▶ _Excerpt_
↓↓↓

Sludge in your aquariumUseful or not?
Many inexperienced aquarists simply regard sludge as dirt and thus as a "harmful substance". That's not quite true though! Here we explain everything important to you about sludge.
What is sludge?
In an aquarium, sludge is a brown, rather flaky-airy stuff, collecting on the substrate after time. However, it can also be found inside the filter, but there it is referred to as filter sludge. Sludge basically consists of degrading biomass. This can be dead plant parts, but also leftovers and excrements of fish and invertebrates. This variety of organic material is processed and degraded by many microorganisms. From tiny snails, worms and unicellulars to mushrooms and bacteria, there is a lot of life in the muck! These different creatures are extremely important to the aquarium's ecosystem, as they shred organic waste and contribute to the degradation of pollutants. These organisms include, among others, the nitrifying bacteria, which are involved in the nitrogen cycle, in the course of which they oxidize ammonium to nitrite and nitrite to nitrate. For this very reason, "second-hand sludge” from an aquarium with an already longer service life - ie from an ecologically established aquarium - is gladly used to "inoculate" a new setup with microorganisms.

↑↑↑

▶ _Your tasks_
- A) List every creature named in the sentence of the sludge article that ends "there is a lot of life in the muck!"
- B) Output everything in the sludge article from "Many inexperienced aquarists" down to "What is sludge?", without changes.
- C) Decide whether each statement agrees with the sludge article, answering yes or no and quoting the words of the article that settle it: (i) Sludge inside the filter is called filter sludge. (ii) Nitrifying bacteria oxidize nitrate to nitrite. (iii) Sludge used to inoculate a new setup is taken from a newly set up aquarium.
The entries after this point come from a separate source unrelated to the sludge article.

▶ _Dataset extract_
↓↓↓

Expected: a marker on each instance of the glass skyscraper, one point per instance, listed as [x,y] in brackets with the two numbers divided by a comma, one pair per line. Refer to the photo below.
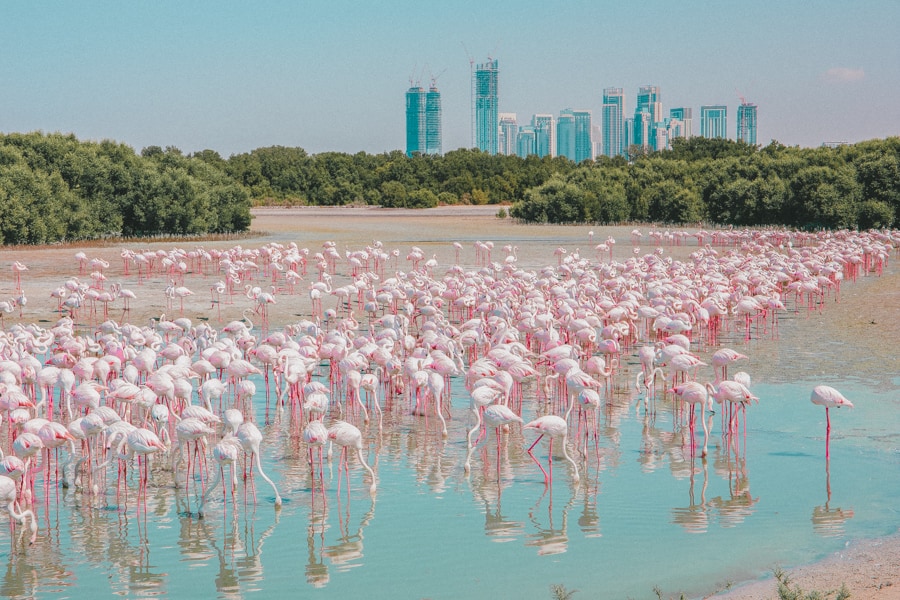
[584,144]
[649,101]
[613,122]
[486,107]
[423,121]
[544,135]
[525,141]
[747,123]
[433,142]
[714,121]
[509,129]
[415,120]
[565,134]
[685,116]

↑↑↑

▶ _Solution set_
- A) tiny snails, worms, unicellulars, mushrooms, bacteria

- B)
Many inexperienced aquarists simply regard sludge as dirt and thus as a "harmful substance". That's not quite true though! Here we explain everything important to you about sludge.
What is sludge?

- C)
(i) Yes: "but there it is referred to as filter sludge"
(ii) No: "they oxidize ammonium to nitrite and nitrite to nitrate"
(iii) No: "from an aquarium with an already longer service life"